* PROVIDED RECORDS *
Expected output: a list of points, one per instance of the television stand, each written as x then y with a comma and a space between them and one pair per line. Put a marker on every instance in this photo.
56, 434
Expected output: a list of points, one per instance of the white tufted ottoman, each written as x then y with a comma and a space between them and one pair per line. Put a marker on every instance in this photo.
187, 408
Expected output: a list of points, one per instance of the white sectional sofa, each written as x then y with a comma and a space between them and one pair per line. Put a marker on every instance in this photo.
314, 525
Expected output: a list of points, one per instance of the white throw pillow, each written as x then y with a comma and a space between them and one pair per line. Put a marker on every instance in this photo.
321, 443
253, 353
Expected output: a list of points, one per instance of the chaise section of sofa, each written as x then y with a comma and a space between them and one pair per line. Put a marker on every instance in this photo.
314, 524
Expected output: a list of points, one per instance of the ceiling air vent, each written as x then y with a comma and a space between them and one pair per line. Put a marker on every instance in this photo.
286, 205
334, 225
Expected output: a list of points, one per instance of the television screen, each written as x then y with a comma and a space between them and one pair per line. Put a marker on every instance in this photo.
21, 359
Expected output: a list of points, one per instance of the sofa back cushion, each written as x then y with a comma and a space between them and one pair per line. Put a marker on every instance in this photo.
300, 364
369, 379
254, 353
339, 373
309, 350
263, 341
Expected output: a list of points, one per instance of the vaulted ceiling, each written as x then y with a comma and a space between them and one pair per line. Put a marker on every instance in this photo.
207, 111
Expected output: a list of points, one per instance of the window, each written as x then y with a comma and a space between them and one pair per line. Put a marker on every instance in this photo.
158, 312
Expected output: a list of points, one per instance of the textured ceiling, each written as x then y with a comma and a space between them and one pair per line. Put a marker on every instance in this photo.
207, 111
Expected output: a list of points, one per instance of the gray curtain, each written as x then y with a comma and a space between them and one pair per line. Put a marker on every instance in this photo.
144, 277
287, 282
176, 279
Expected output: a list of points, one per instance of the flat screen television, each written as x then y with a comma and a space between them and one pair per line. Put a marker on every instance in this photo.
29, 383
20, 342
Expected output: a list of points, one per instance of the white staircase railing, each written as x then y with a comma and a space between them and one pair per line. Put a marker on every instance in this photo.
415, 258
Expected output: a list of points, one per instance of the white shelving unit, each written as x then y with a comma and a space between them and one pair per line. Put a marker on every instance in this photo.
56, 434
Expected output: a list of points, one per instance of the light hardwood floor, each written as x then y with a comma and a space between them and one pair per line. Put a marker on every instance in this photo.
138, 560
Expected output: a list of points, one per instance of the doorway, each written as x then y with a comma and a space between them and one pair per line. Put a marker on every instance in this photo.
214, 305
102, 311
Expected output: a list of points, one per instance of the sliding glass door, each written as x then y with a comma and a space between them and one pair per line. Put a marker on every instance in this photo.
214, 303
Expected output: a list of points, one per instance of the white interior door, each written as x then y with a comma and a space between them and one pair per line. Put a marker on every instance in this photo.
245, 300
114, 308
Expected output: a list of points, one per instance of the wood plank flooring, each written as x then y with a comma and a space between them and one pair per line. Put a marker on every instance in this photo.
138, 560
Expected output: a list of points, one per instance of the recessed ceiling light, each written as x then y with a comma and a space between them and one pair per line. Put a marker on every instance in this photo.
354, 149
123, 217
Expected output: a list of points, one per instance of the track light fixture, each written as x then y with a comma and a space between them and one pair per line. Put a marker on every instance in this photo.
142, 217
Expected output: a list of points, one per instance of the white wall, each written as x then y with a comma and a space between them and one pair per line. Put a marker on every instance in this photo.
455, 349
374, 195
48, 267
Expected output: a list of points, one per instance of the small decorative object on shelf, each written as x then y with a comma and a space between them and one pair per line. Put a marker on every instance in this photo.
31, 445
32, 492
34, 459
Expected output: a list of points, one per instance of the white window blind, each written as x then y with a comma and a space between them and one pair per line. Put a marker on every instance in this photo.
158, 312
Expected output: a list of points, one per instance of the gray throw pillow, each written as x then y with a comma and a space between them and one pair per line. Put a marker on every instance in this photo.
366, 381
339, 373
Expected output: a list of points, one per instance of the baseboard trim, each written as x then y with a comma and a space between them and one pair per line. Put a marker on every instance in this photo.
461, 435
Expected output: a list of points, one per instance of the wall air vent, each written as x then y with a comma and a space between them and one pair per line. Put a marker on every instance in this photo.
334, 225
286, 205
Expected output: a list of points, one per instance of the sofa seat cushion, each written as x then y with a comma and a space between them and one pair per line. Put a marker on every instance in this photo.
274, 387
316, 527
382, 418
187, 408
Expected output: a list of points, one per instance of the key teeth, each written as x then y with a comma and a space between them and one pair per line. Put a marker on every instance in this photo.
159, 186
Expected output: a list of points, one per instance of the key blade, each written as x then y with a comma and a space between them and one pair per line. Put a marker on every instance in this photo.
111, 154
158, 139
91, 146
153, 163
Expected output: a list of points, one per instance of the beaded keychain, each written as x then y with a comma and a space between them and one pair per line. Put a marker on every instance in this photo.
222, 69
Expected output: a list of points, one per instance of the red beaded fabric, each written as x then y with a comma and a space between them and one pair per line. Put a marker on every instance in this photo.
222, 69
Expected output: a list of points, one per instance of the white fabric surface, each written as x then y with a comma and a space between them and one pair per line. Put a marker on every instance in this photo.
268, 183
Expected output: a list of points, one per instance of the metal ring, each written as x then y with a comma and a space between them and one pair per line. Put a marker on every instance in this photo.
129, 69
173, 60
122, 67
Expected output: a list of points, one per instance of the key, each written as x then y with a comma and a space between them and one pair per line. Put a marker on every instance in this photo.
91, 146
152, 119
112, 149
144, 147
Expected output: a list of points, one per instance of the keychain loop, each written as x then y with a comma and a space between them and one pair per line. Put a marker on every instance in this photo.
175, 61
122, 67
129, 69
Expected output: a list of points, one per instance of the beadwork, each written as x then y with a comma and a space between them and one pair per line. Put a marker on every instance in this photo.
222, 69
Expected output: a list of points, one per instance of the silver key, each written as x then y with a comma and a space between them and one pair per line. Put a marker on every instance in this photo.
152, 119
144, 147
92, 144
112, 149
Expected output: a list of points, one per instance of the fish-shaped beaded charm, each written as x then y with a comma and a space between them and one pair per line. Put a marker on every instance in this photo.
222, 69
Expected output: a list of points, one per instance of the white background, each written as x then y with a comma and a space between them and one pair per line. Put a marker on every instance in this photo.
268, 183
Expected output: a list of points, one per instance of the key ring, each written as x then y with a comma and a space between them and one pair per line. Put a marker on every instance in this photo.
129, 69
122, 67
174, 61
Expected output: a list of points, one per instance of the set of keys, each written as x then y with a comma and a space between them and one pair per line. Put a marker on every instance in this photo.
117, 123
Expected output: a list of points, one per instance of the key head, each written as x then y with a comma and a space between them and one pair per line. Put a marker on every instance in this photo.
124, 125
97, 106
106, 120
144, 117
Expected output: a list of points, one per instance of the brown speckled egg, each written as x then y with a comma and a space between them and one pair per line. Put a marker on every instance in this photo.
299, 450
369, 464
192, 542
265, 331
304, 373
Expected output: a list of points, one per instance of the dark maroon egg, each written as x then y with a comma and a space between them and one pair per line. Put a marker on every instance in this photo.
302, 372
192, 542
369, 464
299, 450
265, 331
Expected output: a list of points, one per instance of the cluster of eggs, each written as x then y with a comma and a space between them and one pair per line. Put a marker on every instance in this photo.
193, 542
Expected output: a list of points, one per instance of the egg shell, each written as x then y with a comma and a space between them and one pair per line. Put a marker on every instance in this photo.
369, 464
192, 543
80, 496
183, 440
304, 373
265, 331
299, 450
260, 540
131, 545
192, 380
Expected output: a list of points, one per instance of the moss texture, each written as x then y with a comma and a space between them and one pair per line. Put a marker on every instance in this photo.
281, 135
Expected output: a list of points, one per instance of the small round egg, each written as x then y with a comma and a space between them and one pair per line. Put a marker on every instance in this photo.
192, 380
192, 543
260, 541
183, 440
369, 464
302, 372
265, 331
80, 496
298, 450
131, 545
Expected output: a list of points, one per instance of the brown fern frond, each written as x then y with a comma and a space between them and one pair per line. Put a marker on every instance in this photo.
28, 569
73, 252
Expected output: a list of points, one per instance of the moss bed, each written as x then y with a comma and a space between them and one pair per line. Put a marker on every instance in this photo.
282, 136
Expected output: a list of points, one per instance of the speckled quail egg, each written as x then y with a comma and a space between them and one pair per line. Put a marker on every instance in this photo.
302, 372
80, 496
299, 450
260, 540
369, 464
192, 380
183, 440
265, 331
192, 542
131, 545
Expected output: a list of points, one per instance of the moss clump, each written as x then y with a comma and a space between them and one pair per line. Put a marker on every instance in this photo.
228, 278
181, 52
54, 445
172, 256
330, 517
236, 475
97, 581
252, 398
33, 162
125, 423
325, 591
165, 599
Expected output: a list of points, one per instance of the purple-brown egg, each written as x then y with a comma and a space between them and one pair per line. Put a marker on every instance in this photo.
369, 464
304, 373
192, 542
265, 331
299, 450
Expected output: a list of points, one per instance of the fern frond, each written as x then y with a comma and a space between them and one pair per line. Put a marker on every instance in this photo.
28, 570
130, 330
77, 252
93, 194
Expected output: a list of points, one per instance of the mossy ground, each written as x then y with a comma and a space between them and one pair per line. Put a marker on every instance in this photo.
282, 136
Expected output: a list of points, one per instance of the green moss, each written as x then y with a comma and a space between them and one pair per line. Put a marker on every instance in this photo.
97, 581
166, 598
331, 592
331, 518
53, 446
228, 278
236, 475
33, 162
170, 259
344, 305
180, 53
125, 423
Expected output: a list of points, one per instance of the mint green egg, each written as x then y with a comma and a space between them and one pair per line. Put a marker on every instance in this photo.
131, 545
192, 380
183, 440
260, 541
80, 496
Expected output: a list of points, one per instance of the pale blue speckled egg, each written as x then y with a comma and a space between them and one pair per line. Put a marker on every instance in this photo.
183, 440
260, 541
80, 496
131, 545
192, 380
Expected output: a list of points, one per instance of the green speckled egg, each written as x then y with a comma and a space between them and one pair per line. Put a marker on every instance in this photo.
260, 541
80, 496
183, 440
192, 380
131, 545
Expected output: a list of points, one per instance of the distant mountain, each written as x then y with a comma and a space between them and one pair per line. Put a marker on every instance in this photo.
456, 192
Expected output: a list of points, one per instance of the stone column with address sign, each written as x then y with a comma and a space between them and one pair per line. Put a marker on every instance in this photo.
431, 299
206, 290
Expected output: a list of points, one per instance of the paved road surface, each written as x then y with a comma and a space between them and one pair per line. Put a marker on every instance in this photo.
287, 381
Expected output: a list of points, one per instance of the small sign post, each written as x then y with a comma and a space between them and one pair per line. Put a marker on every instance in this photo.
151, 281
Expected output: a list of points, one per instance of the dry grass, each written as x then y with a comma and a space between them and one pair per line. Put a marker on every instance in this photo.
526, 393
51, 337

* INSTRUCTIONS FOR THE TASK *
Exact repetition is required for the lines from the one that contains "of the stone" through the final line; leave out everything else.

* RESULT OF THIS TASK *
Expected output: a list of points, one per instance of the stone column with address sign, each written as x then y with a comma and a space between them and one pair per line. Put a marker on every instance in this photo.
431, 299
206, 290
Expected output: a list of points, one per instance of the paved road surface, each written as x then y with a comma and a space between them and one pair per line. Put a marker on every instance in this photo.
287, 381
Expected output: a list of points, one per instance of the small sign post, each written as x then y with a comma and a space between them and one pair per line. Put a marker on every instance in this photo.
151, 281
Expected output: a list of points, one per instance of the dry grass, each written as x then y with a comma and a space between them and one pair per line. Put a marker on every instance in this photo.
526, 393
51, 337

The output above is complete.